EXTRACT |
24 Hour Library

A Library Blog by Abby Hargreaves

Month: October 2018

Reflections on C3 at Hollins: 8 Tips on Networking and More

When I was a junior in college at Hollins University, the school instituted a new program that would be known as the Career Connections Conference, or C3. The idea was that the school would bring alumnae/i back to speak with current students about various topics relating to the professional life. At the time, at least six individuals in my class (which had a total number of around 100) were interested in pursuing library science. We were disappointed to discover none of the alumnae/i invitees had backgrounds in library science, despite the strong student interest. The following year proved to be about the same.

So when I received an invitation to attend C3 as an alumnae this year, I knew I had to make it, whatever obstacles came up. (And, naturally, they did — finding time off from work, travel, expenses, you get the idea.) I drove to Roanoke, Virginia from Washington, D.C., spent some time visiting old haunts, and before long I was in Lorimer House (previously known as the President’s House) at a reception hosted by the brilliant President Pareena Lawrence. Before I headed back to my hotel, I realized that reception was an example of successfully meeting fellow alumnae/i (many for the first time) and, well, networking.

Back in the hotel room with my nostalgic Wendy’s chicken nuggets, I marveled a bit at how I — I — had successfully networked. I, who had always lamented my inability to do so and regularly felt uncomfortable in regular social gatherings (let alone networking events), had done this thing and even felt pretty good about how I’d done it. Neat.

The following day, I went back to campus, networked more at breakfast — this time with more familiar faces, but still –, spent some time listening to others speak about interesting things, networked with current students at a luncheon, spoke on my panel, caught up with some staff and professors, polished off official conference events with a speed networking session (more on that later), and finished the day with a brief visit to the closing reception where I — get this — networked more, before doing a quick change in a public restroom and hurrying back off to D.C.

SET PROBLEM | Return the part of the blog post about C3 that opens with the words containing "Back in the" and closes with "done it. Neat.", copied word for word.

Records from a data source
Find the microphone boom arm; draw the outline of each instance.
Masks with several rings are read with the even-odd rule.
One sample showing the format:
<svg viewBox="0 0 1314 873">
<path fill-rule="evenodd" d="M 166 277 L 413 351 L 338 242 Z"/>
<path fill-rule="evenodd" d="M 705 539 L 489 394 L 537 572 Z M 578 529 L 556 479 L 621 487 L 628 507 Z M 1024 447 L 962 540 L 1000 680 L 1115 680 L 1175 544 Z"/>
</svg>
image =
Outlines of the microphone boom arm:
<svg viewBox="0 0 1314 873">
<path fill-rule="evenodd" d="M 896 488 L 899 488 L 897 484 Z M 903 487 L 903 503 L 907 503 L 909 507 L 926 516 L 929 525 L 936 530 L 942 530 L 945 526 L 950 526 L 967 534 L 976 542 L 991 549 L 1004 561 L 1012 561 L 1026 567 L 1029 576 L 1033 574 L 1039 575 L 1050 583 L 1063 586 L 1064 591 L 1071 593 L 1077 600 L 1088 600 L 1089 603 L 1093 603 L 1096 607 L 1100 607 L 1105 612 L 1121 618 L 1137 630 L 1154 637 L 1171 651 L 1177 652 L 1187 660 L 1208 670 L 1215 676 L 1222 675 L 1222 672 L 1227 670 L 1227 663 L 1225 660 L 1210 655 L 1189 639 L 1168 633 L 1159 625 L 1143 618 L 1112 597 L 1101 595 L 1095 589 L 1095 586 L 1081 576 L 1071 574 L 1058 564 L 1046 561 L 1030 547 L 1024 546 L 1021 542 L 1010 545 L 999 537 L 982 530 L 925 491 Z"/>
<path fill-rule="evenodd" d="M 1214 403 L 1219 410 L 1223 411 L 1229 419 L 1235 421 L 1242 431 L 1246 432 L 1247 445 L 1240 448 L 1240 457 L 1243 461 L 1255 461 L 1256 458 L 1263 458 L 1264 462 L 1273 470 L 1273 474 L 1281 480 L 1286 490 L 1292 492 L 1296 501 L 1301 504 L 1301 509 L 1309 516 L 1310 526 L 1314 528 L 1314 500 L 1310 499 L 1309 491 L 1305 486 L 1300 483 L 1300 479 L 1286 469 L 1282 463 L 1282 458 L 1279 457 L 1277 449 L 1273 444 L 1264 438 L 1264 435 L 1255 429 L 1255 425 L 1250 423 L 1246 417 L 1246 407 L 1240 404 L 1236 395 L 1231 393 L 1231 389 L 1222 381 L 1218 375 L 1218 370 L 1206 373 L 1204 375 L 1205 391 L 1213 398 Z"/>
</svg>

TASK ANSWER |
Back in the hotel room with my nostalgic Wendy’s chicken nuggets, I marveled a bit at how I — I — had successfully networked. I, who had always lamented my inability to do so and regularly felt uncomfortable in regular social gatherings (let alone networking events), had done this thing and even felt pretty good about how I’d done it. Neat.